>> Start SUPPLIED DATA

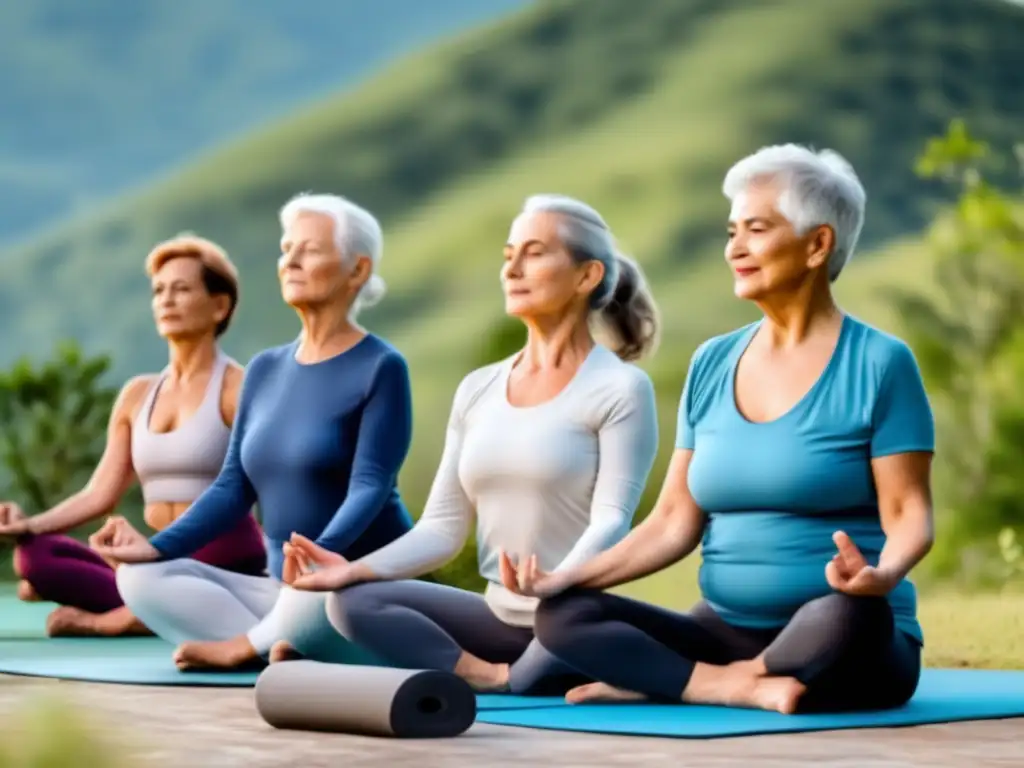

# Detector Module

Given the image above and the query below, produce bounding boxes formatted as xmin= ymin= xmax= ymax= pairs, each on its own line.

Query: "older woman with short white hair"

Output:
xmin=276 ymin=195 xmax=658 ymax=694
xmin=505 ymin=144 xmax=934 ymax=713
xmin=91 ymin=195 xmax=412 ymax=669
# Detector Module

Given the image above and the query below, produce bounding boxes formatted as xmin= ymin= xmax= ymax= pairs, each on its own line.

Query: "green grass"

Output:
xmin=0 ymin=0 xmax=523 ymax=243
xmin=0 ymin=0 xmax=1024 ymax=589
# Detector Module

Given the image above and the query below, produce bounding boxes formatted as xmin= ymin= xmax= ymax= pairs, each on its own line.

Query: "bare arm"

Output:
xmin=27 ymin=376 xmax=152 ymax=534
xmin=572 ymin=449 xmax=706 ymax=590
xmin=871 ymin=452 xmax=935 ymax=586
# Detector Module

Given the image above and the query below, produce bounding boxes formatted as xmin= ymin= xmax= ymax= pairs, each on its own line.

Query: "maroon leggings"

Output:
xmin=14 ymin=521 xmax=266 ymax=613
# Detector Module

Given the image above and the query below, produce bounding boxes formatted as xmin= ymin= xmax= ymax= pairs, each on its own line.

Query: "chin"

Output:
xmin=505 ymin=299 xmax=532 ymax=317
xmin=732 ymin=280 xmax=766 ymax=301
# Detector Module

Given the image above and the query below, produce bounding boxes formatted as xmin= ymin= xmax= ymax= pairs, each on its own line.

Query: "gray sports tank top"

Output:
xmin=131 ymin=350 xmax=231 ymax=504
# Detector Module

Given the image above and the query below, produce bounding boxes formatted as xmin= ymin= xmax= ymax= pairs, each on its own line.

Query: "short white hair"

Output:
xmin=722 ymin=144 xmax=867 ymax=281
xmin=519 ymin=195 xmax=622 ymax=309
xmin=279 ymin=193 xmax=387 ymax=314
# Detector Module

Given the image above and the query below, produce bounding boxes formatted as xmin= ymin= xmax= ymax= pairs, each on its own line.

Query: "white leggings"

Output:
xmin=117 ymin=558 xmax=355 ymax=663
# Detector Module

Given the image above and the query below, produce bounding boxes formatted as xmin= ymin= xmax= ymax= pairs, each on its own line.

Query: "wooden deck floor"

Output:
xmin=0 ymin=676 xmax=1024 ymax=768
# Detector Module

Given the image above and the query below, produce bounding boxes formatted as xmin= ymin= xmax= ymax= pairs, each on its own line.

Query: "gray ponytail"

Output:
xmin=522 ymin=195 xmax=659 ymax=360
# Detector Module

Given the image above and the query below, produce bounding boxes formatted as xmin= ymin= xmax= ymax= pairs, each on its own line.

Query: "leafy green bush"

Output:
xmin=895 ymin=121 xmax=1024 ymax=575
xmin=0 ymin=695 xmax=135 ymax=768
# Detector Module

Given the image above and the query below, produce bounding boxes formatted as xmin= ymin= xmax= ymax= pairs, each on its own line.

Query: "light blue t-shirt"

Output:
xmin=676 ymin=315 xmax=935 ymax=642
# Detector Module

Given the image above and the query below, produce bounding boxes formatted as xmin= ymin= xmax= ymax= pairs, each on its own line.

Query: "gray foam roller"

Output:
xmin=255 ymin=659 xmax=476 ymax=738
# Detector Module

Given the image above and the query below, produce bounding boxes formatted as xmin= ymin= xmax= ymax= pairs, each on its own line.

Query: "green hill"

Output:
xmin=0 ymin=0 xmax=1024 ymax=528
xmin=0 ymin=0 xmax=524 ymax=241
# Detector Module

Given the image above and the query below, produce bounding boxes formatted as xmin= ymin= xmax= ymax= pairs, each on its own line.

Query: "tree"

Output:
xmin=895 ymin=121 xmax=1024 ymax=567
xmin=0 ymin=342 xmax=117 ymax=513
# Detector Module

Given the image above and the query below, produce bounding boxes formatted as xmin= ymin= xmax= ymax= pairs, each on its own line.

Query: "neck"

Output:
xmin=168 ymin=336 xmax=217 ymax=381
xmin=298 ymin=302 xmax=366 ymax=360
xmin=519 ymin=314 xmax=594 ymax=369
xmin=757 ymin=275 xmax=842 ymax=347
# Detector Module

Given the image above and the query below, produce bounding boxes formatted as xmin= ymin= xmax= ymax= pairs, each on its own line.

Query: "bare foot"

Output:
xmin=46 ymin=605 xmax=153 ymax=637
xmin=17 ymin=579 xmax=42 ymax=603
xmin=565 ymin=683 xmax=647 ymax=703
xmin=750 ymin=677 xmax=807 ymax=715
xmin=683 ymin=662 xmax=805 ymax=715
xmin=173 ymin=635 xmax=260 ymax=672
xmin=269 ymin=640 xmax=302 ymax=664
xmin=46 ymin=605 xmax=100 ymax=637
xmin=455 ymin=652 xmax=509 ymax=693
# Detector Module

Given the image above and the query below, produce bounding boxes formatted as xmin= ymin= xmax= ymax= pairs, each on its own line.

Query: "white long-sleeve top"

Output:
xmin=361 ymin=344 xmax=658 ymax=627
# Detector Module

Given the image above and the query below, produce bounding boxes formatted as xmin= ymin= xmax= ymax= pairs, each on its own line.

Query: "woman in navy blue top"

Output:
xmin=91 ymin=196 xmax=412 ymax=669
xmin=504 ymin=144 xmax=934 ymax=713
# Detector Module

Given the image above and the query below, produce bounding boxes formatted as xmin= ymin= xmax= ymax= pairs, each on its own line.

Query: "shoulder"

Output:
xmin=687 ymin=323 xmax=759 ymax=389
xmin=114 ymin=374 xmax=160 ymax=419
xmin=452 ymin=358 xmax=511 ymax=416
xmin=847 ymin=315 xmax=919 ymax=385
xmin=588 ymin=346 xmax=654 ymax=399
xmin=224 ymin=357 xmax=246 ymax=392
xmin=362 ymin=334 xmax=409 ymax=376
xmin=243 ymin=341 xmax=295 ymax=378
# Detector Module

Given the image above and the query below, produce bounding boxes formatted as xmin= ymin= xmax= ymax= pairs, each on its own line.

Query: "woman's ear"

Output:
xmin=580 ymin=259 xmax=604 ymax=295
xmin=807 ymin=224 xmax=836 ymax=269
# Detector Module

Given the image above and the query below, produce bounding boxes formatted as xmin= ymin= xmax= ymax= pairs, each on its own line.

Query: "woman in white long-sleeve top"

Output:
xmin=289 ymin=196 xmax=657 ymax=693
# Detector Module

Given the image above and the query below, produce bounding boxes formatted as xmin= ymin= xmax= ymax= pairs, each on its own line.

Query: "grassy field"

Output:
xmin=0 ymin=0 xmax=1024 ymax=589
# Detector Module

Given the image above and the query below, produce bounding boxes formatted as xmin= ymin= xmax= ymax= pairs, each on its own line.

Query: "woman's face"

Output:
xmin=725 ymin=183 xmax=834 ymax=301
xmin=501 ymin=212 xmax=604 ymax=318
xmin=278 ymin=213 xmax=371 ymax=308
xmin=151 ymin=256 xmax=229 ymax=339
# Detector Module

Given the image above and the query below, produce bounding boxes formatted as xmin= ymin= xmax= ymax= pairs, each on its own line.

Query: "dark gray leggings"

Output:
xmin=536 ymin=590 xmax=921 ymax=712
xmin=327 ymin=581 xmax=587 ymax=695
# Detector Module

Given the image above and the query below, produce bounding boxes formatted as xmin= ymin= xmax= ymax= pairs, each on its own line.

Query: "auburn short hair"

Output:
xmin=145 ymin=232 xmax=239 ymax=336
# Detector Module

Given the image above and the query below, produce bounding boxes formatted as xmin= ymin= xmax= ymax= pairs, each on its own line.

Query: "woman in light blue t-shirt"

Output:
xmin=503 ymin=144 xmax=935 ymax=713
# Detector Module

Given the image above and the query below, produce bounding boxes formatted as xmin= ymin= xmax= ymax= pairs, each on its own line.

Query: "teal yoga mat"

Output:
xmin=0 ymin=637 xmax=562 ymax=711
xmin=0 ymin=637 xmax=258 ymax=687
xmin=476 ymin=669 xmax=1024 ymax=738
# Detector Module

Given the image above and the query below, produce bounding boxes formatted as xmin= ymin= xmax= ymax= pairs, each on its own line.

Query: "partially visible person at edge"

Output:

>> End SUPPLIED DATA

DIRECTIONS:
Which lines in the listing above contain the word "hair"? Report each of them, copied in full.

EXPECTED ANSWER:
Query: "older woman with short white hair"
Query: "short white hair"
Query: "auburn short hair"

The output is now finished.